— Supplied material —
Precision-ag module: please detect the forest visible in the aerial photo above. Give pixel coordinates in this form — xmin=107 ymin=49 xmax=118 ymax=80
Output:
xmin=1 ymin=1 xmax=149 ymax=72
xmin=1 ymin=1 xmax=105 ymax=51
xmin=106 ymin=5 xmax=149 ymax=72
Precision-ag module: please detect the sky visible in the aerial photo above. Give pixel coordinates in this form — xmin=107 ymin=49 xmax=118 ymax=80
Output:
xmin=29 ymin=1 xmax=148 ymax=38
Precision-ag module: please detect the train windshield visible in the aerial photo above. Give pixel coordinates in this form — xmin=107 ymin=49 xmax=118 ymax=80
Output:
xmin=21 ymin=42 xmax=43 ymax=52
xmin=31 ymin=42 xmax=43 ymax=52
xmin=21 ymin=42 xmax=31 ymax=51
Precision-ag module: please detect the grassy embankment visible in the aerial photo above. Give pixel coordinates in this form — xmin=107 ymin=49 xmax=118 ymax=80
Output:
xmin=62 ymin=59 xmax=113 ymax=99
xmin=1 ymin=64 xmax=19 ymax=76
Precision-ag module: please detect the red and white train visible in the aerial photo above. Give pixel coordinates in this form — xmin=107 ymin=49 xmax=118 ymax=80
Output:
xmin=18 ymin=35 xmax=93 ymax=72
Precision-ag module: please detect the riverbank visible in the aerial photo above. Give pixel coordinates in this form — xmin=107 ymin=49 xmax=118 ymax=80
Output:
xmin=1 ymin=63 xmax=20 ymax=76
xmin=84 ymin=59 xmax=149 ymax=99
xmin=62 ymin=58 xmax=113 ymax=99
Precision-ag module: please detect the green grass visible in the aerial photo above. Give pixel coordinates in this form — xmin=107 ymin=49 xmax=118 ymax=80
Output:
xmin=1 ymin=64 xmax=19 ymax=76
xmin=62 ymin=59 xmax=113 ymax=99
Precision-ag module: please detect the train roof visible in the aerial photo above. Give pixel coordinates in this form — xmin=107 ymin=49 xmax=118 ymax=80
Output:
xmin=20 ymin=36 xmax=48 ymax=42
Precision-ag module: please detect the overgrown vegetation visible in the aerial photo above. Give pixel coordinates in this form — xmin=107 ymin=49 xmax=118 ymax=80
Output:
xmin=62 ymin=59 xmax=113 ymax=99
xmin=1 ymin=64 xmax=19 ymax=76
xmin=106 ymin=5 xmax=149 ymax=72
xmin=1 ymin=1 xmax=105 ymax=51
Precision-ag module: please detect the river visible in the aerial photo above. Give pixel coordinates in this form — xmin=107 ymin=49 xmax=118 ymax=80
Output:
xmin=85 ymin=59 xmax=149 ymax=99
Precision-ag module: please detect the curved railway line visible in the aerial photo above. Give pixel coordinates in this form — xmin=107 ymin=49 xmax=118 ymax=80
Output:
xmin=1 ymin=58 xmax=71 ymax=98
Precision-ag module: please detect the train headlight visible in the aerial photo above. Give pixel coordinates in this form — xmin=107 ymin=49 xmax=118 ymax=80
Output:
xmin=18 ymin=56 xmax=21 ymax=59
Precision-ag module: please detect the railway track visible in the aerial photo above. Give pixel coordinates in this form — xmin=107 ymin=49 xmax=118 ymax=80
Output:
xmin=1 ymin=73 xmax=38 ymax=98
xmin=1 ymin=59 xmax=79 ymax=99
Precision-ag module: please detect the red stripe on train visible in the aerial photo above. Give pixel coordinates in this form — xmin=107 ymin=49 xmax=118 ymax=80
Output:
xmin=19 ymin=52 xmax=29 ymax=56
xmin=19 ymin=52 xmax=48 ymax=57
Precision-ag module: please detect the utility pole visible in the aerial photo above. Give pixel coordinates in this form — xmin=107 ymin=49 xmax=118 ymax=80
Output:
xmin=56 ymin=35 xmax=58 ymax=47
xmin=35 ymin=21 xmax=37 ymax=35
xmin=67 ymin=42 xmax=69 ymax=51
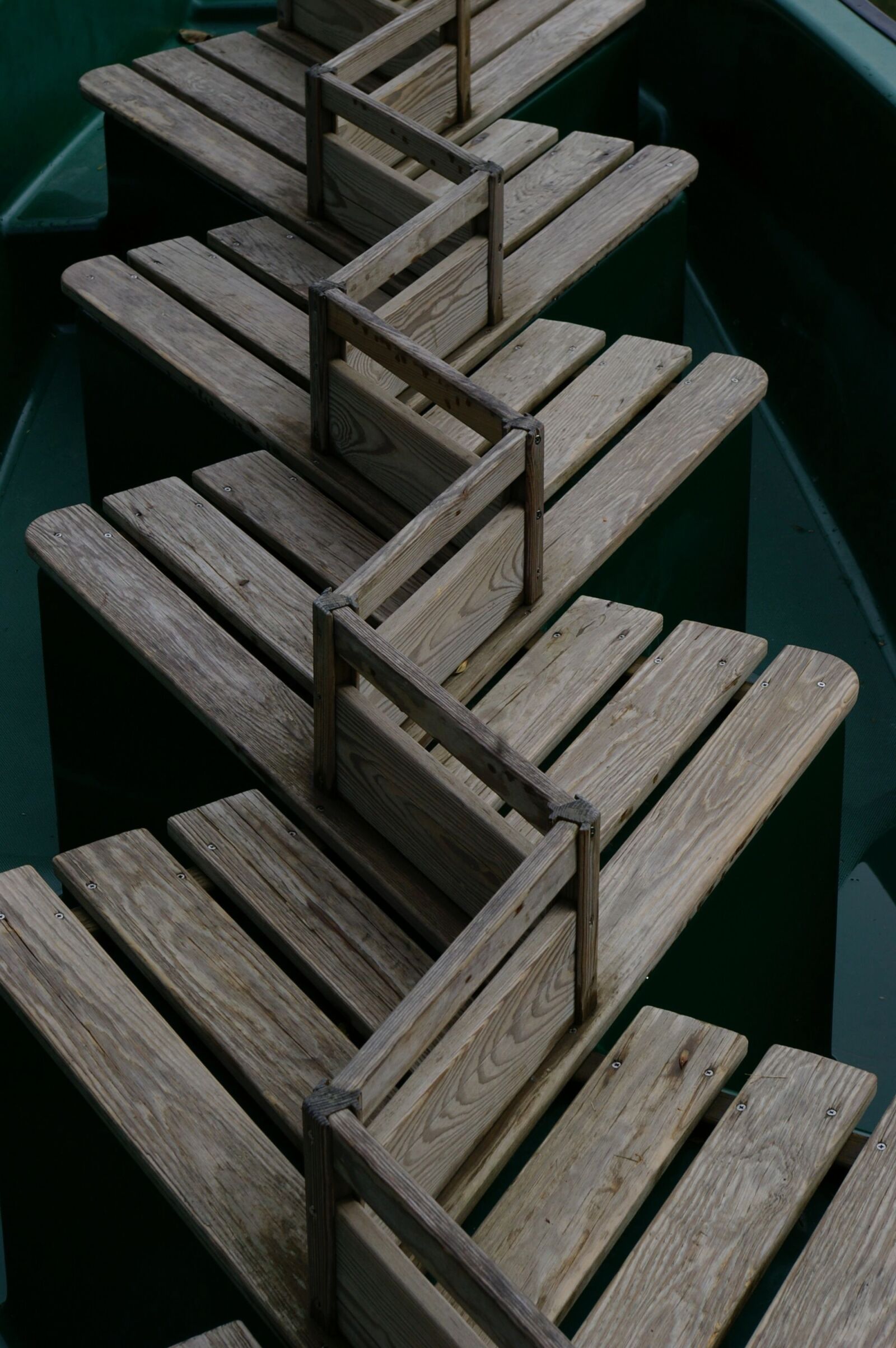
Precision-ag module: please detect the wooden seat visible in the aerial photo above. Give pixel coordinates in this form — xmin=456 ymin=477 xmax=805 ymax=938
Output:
xmin=81 ymin=0 xmax=643 ymax=241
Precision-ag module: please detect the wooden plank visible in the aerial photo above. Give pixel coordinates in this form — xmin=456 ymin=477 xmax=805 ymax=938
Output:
xmin=415 ymin=117 xmax=558 ymax=197
xmin=169 ymin=791 xmax=430 ymax=1030
xmin=475 ymin=1007 xmax=746 ymax=1321
xmin=0 ymin=867 xmax=306 ymax=1348
xmin=27 ymin=505 xmax=462 ymax=943
xmin=203 ymin=217 xmax=339 ymax=310
xmin=334 ymin=824 xmax=575 ymax=1118
xmin=353 ymin=146 xmax=697 ymax=392
xmin=374 ymin=338 xmax=695 ymax=700
xmin=62 ymin=258 xmax=405 ymax=537
xmin=337 ymin=689 xmax=528 ymax=913
xmin=102 ymin=477 xmax=315 ymax=690
xmin=424 ymin=318 xmax=605 ymax=454
xmin=749 ymin=1101 xmax=896 ymax=1348
xmin=504 ymin=131 xmax=634 ymax=253
xmin=509 ymin=621 xmax=767 ymax=844
xmin=194 ymin=32 xmax=307 ymax=112
xmin=133 ymin=43 xmax=305 ymax=169
xmin=439 ymin=645 xmax=858 ymax=1216
xmin=172 ymin=1319 xmax=259 ymax=1348
xmin=575 ymin=1045 xmax=877 ymax=1348
xmin=54 ymin=829 xmax=354 ymax=1143
xmin=432 ymin=596 xmax=663 ymax=798
xmin=80 ymin=66 xmax=307 ymax=225
xmin=128 ymin=239 xmax=310 ymax=388
xmin=193 ymin=449 xmax=416 ymax=613
xmin=329 ymin=1109 xmax=568 ymax=1348
xmin=433 ymin=356 xmax=766 ymax=701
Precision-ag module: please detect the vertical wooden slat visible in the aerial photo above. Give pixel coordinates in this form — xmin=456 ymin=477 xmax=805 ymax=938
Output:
xmin=302 ymin=1084 xmax=358 ymax=1331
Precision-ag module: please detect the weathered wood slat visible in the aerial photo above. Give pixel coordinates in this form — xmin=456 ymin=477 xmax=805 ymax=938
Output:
xmin=169 ymin=791 xmax=430 ymax=1030
xmin=439 ymin=645 xmax=858 ymax=1216
xmin=193 ymin=449 xmax=416 ymax=613
xmin=0 ymin=867 xmax=306 ymax=1348
xmin=195 ymin=32 xmax=307 ymax=112
xmin=62 ymin=258 xmax=405 ymax=537
xmin=575 ymin=1045 xmax=876 ymax=1348
xmin=128 ymin=239 xmax=310 ymax=389
xmin=508 ymin=623 xmax=767 ymax=845
xmin=432 ymin=597 xmax=663 ymax=798
xmin=133 ymin=43 xmax=305 ymax=169
xmin=369 ymin=338 xmax=701 ymax=690
xmin=431 ymin=356 xmax=766 ymax=701
xmin=54 ymin=829 xmax=354 ymax=1142
xmin=475 ymin=1007 xmax=746 ymax=1321
xmin=104 ymin=477 xmax=315 ymax=690
xmin=27 ymin=505 xmax=462 ymax=945
xmin=749 ymin=1084 xmax=896 ymax=1348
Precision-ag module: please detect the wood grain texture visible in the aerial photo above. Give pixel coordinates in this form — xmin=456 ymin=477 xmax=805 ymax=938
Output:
xmin=202 ymin=217 xmax=338 ymax=310
xmin=194 ymin=32 xmax=307 ymax=112
xmin=102 ymin=477 xmax=315 ymax=691
xmin=334 ymin=824 xmax=575 ymax=1119
xmin=439 ymin=645 xmax=858 ymax=1216
xmin=193 ymin=449 xmax=416 ymax=613
xmin=432 ymin=596 xmax=663 ymax=803
xmin=62 ymin=258 xmax=404 ymax=537
xmin=475 ymin=1007 xmax=746 ymax=1321
xmin=374 ymin=338 xmax=695 ymax=695
xmin=128 ymin=239 xmax=310 ymax=388
xmin=511 ymin=623 xmax=767 ymax=845
xmin=169 ymin=791 xmax=431 ymax=1034
xmin=0 ymin=867 xmax=306 ymax=1348
xmin=133 ymin=43 xmax=305 ymax=169
xmin=749 ymin=1103 xmax=896 ymax=1348
xmin=27 ymin=505 xmax=462 ymax=943
xmin=436 ymin=356 xmax=766 ymax=700
xmin=331 ymin=1109 xmax=568 ymax=1348
xmin=54 ymin=829 xmax=354 ymax=1142
xmin=575 ymin=1045 xmax=876 ymax=1348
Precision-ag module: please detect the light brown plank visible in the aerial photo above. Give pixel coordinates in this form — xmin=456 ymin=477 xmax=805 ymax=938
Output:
xmin=102 ymin=477 xmax=315 ymax=690
xmin=475 ymin=1007 xmax=746 ymax=1321
xmin=128 ymin=239 xmax=310 ymax=389
xmin=27 ymin=505 xmax=461 ymax=943
xmin=749 ymin=1084 xmax=896 ymax=1348
xmin=133 ymin=43 xmax=305 ymax=169
xmin=0 ymin=867 xmax=306 ymax=1348
xmin=195 ymin=32 xmax=307 ymax=112
xmin=442 ymin=645 xmax=858 ymax=1216
xmin=575 ymin=1045 xmax=876 ymax=1348
xmin=193 ymin=449 xmax=416 ymax=613
xmin=432 ymin=597 xmax=663 ymax=803
xmin=54 ymin=829 xmax=354 ymax=1142
xmin=509 ymin=623 xmax=767 ymax=847
xmin=169 ymin=791 xmax=430 ymax=1030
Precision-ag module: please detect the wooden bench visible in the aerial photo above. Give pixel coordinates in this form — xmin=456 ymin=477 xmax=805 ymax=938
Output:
xmin=81 ymin=0 xmax=643 ymax=243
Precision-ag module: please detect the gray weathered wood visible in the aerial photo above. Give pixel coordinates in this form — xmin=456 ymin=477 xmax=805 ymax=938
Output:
xmin=575 ymin=1045 xmax=876 ymax=1348
xmin=54 ymin=829 xmax=354 ymax=1142
xmin=169 ymin=791 xmax=431 ymax=1035
xmin=749 ymin=1103 xmax=896 ymax=1348
xmin=474 ymin=1007 xmax=746 ymax=1319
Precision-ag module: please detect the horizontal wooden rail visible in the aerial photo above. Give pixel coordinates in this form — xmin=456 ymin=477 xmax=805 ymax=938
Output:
xmin=306 ymin=1086 xmax=571 ymax=1348
xmin=334 ymin=603 xmax=574 ymax=833
xmin=333 ymin=822 xmax=580 ymax=1119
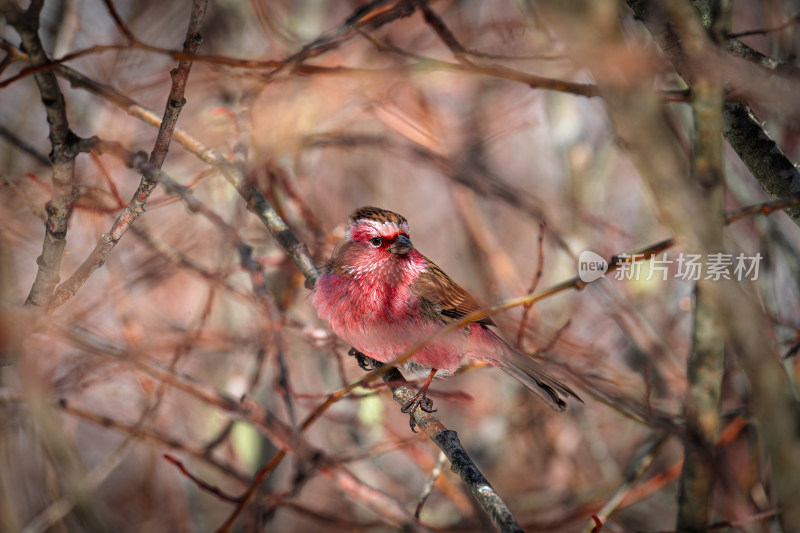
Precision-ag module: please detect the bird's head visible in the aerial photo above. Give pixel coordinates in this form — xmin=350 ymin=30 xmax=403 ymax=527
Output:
xmin=338 ymin=206 xmax=424 ymax=284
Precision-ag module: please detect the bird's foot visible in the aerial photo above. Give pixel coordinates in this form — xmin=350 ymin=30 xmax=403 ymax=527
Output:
xmin=400 ymin=389 xmax=437 ymax=433
xmin=347 ymin=348 xmax=377 ymax=372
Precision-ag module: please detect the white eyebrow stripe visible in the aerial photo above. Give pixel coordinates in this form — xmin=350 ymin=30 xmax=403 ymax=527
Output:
xmin=347 ymin=218 xmax=408 ymax=240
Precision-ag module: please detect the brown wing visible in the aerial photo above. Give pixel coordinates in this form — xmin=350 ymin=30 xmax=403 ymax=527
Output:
xmin=411 ymin=256 xmax=495 ymax=326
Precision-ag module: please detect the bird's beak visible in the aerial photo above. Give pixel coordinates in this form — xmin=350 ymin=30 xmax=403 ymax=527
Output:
xmin=387 ymin=235 xmax=414 ymax=255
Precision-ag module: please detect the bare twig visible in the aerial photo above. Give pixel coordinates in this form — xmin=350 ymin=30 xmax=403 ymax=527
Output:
xmin=414 ymin=451 xmax=447 ymax=518
xmin=50 ymin=0 xmax=207 ymax=309
xmin=0 ymin=0 xmax=78 ymax=306
xmin=725 ymin=194 xmax=800 ymax=224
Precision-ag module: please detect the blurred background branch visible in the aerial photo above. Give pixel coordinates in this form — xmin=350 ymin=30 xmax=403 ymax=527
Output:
xmin=0 ymin=0 xmax=800 ymax=532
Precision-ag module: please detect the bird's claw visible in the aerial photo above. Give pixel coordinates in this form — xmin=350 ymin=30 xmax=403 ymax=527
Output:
xmin=400 ymin=390 xmax=437 ymax=433
xmin=347 ymin=348 xmax=375 ymax=372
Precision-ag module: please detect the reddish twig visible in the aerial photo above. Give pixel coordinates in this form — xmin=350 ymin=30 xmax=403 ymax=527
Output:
xmin=517 ymin=221 xmax=545 ymax=348
xmin=725 ymin=194 xmax=800 ymax=224
xmin=1 ymin=0 xmax=78 ymax=306
xmin=162 ymin=453 xmax=238 ymax=503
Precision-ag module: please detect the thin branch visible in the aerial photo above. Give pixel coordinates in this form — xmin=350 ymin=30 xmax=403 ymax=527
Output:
xmin=725 ymin=194 xmax=800 ymax=224
xmin=50 ymin=0 xmax=207 ymax=309
xmin=161 ymin=453 xmax=237 ymax=503
xmin=727 ymin=13 xmax=800 ymax=39
xmin=0 ymin=0 xmax=78 ymax=306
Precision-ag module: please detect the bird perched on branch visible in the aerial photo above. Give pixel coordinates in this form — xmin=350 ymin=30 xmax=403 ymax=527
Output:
xmin=313 ymin=207 xmax=580 ymax=430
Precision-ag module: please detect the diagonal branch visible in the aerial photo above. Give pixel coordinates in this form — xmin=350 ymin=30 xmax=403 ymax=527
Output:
xmin=0 ymin=0 xmax=78 ymax=306
xmin=50 ymin=0 xmax=207 ymax=309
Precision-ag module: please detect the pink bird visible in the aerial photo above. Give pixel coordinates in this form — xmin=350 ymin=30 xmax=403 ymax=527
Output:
xmin=313 ymin=207 xmax=581 ymax=430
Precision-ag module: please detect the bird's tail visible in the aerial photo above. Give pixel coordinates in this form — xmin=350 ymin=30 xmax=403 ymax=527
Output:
xmin=491 ymin=347 xmax=583 ymax=411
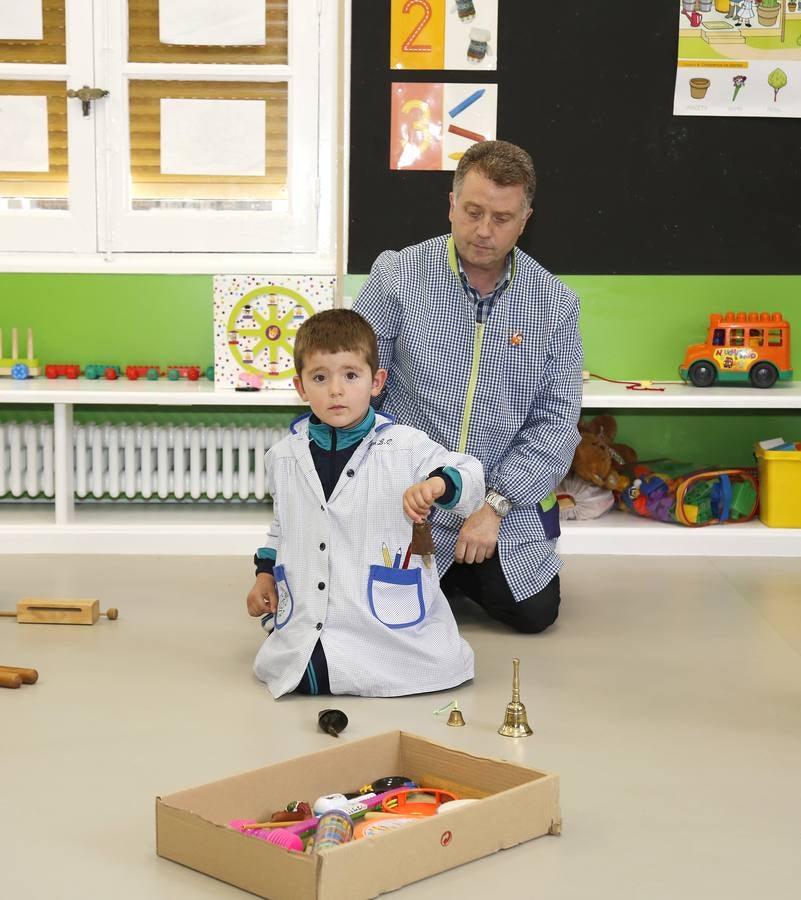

— What you should do —
Copy out, unchanged, the stretch of entries from the line containing "Precision-ag module: please detect the railway" through the line containing "xmin=1 ymin=59 xmax=79 ymax=99", including both of those lines.

— Finished answer —
Precision-ag module: please detect the railway track visible in the aerial photo above. Give pixel coordinates in this form — xmin=107 ymin=49 xmax=118 ymax=80
Output:
xmin=1 ymin=73 xmax=38 ymax=98
xmin=1 ymin=59 xmax=79 ymax=99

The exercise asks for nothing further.